[Records for the task Boundary: Start]

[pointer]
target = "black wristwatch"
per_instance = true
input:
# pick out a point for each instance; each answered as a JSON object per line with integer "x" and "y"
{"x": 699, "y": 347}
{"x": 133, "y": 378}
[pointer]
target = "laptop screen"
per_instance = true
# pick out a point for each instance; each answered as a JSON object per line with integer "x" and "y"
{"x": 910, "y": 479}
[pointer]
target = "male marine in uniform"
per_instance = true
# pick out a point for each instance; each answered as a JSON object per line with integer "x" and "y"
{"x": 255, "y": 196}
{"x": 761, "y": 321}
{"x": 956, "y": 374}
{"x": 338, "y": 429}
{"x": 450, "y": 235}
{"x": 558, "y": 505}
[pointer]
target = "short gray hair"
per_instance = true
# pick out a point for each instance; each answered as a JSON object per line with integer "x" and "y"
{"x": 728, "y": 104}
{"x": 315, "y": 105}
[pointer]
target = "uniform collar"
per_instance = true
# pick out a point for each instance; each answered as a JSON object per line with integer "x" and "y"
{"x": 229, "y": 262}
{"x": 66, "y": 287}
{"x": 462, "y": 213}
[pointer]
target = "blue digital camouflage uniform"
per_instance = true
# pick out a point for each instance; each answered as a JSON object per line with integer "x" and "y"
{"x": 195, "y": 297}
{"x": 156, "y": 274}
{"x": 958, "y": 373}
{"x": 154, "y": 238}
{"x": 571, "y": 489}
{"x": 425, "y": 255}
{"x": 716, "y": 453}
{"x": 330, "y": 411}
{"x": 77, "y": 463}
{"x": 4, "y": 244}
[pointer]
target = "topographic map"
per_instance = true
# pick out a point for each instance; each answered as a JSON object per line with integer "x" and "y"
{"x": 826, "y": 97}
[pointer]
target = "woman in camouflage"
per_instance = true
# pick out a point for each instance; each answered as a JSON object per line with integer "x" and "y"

[Records for the task Boundary: End]

(What to do)
The records above should be restated exactly, line for line.

(The answer)
[pointer]
target = "black wristwatch"
per_instance = true
input:
# pick out a point for each instance; each answered as a JSON object per line with integer "x" and "y"
{"x": 699, "y": 347}
{"x": 133, "y": 378}
[pointer]
target = "laptop screen"
per_instance = true
# pick out a point for each instance; each answered as a JSON object per line with integer "x" and "y"
{"x": 910, "y": 479}
[pointer]
target = "male marine in uniform"
per_instance = true
# pick out a point for each instance; each answered as a JSON object per line with integer "x" and "y"
{"x": 255, "y": 196}
{"x": 761, "y": 321}
{"x": 956, "y": 374}
{"x": 338, "y": 429}
{"x": 450, "y": 235}
{"x": 558, "y": 505}
[pointer]
target = "short gray hair"
per_instance = true
# pick out a point for each instance; each answered as a JSON object per line with integer "x" and "y"
{"x": 728, "y": 104}
{"x": 315, "y": 105}
[pointer]
target = "uniform collar"
per_instance = true
# pick out a point for each instance; each answered as a JSON object per line with integer "x" and "y"
{"x": 229, "y": 262}
{"x": 66, "y": 287}
{"x": 462, "y": 213}
[pointer]
target = "blue digital camouflage uniform"
per_instance = true
# pick out a point for each instance; each answered as a JSON object per line with integer "x" and "y"
{"x": 195, "y": 297}
{"x": 156, "y": 274}
{"x": 958, "y": 373}
{"x": 154, "y": 238}
{"x": 571, "y": 489}
{"x": 425, "y": 255}
{"x": 716, "y": 453}
{"x": 330, "y": 411}
{"x": 77, "y": 463}
{"x": 4, "y": 244}
[pointer]
target = "topographic map"
per_instance = true
# pick out a point for each instance; each answered as a JSON object per line with integer "x" and "y"
{"x": 826, "y": 97}
[pointer]
target = "woman in camouflage"
per_instance = true
# pick out a point for each instance; each answered as a JSON object per line with integer "x" and "y"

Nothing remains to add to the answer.